[Stored records]
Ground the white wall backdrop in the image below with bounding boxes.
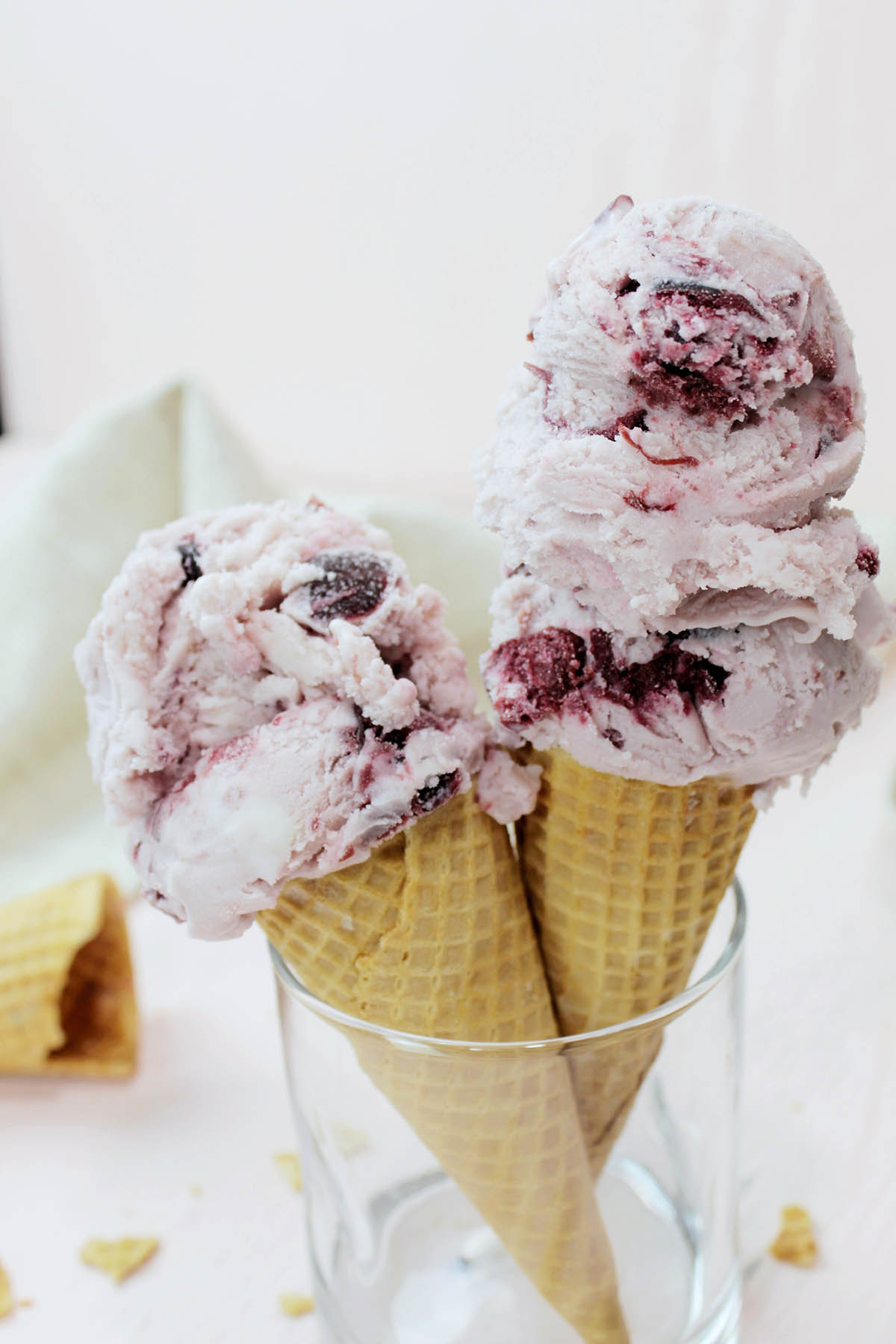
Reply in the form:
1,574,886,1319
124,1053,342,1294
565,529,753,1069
0,0,896,504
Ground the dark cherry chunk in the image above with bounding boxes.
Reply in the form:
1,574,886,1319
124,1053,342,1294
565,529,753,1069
411,770,461,817
653,279,759,317
632,359,743,417
177,541,203,588
799,326,837,383
489,626,594,723
308,551,388,621
591,630,728,714
622,491,674,514
856,546,880,579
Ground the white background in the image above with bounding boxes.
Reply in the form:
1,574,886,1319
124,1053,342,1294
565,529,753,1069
0,0,896,1344
0,0,896,504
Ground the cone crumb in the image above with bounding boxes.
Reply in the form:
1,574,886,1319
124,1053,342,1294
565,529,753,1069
0,1265,16,1321
81,1236,158,1284
279,1293,314,1316
274,1153,305,1189
768,1204,818,1269
333,1121,371,1157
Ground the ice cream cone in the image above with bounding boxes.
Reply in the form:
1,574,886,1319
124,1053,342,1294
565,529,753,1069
258,793,627,1344
0,875,137,1078
518,750,756,1175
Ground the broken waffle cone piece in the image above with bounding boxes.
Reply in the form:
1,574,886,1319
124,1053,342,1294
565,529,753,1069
0,875,137,1078
0,1265,16,1321
258,793,627,1344
768,1204,818,1269
81,1236,158,1284
518,750,756,1176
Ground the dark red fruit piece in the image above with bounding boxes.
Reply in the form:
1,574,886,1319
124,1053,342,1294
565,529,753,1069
489,626,594,723
411,770,461,817
308,551,388,621
177,538,203,588
856,546,880,579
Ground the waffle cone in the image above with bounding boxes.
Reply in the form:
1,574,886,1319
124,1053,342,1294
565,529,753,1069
0,875,137,1078
258,793,627,1344
518,750,756,1175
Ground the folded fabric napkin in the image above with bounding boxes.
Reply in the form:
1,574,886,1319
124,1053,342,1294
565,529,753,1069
0,382,498,902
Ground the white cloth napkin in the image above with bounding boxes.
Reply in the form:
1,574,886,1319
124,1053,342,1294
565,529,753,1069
0,382,497,900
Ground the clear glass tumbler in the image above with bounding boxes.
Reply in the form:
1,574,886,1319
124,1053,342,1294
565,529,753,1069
273,886,746,1344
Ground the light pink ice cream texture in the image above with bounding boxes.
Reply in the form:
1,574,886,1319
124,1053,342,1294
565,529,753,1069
476,198,877,638
75,501,538,938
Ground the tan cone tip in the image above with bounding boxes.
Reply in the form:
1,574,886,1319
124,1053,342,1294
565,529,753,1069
0,874,137,1078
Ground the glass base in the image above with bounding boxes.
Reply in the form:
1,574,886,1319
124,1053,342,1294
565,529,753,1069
314,1159,740,1344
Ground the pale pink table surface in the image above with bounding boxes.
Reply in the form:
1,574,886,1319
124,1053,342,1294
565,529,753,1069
0,444,896,1344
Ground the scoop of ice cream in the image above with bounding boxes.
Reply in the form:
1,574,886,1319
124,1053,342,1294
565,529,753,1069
482,575,892,785
75,501,531,938
477,198,866,637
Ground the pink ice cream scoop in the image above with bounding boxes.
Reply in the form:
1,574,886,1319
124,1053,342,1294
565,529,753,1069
477,196,876,638
482,575,892,801
75,500,538,938
477,196,896,796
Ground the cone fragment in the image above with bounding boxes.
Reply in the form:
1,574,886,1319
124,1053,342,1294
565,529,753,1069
258,793,627,1344
518,750,756,1176
0,875,137,1078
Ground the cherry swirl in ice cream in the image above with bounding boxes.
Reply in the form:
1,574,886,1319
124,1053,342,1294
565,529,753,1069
482,575,892,786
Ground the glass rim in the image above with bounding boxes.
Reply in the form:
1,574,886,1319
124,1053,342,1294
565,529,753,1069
267,877,747,1055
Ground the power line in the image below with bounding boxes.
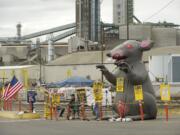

WHAT TO WORK ON - Quote the stretch of the data from the line containing "Ground the waffle" through the line containing "0,382,497,900", keeping every line unchanged.

PROBLEM SOLUTION -
Ground the waffle cone in the image above with bounding boxes.
Reply in the form:
1,574,886,1319
124,1053,342,1294
565,529,753,1069
0,875,137,1078
258,793,627,1344
518,750,756,1175
Ground the folded fabric napkin in the image above with bounding boxes.
Reply in the form:
1,574,886,1319
124,1053,342,1294
565,529,753,1069
0,382,498,902
Ground the white cloth napkin in the image above with bounding boxes.
Reply in the form:
1,574,886,1319
124,1053,342,1294
565,529,753,1069
0,382,497,900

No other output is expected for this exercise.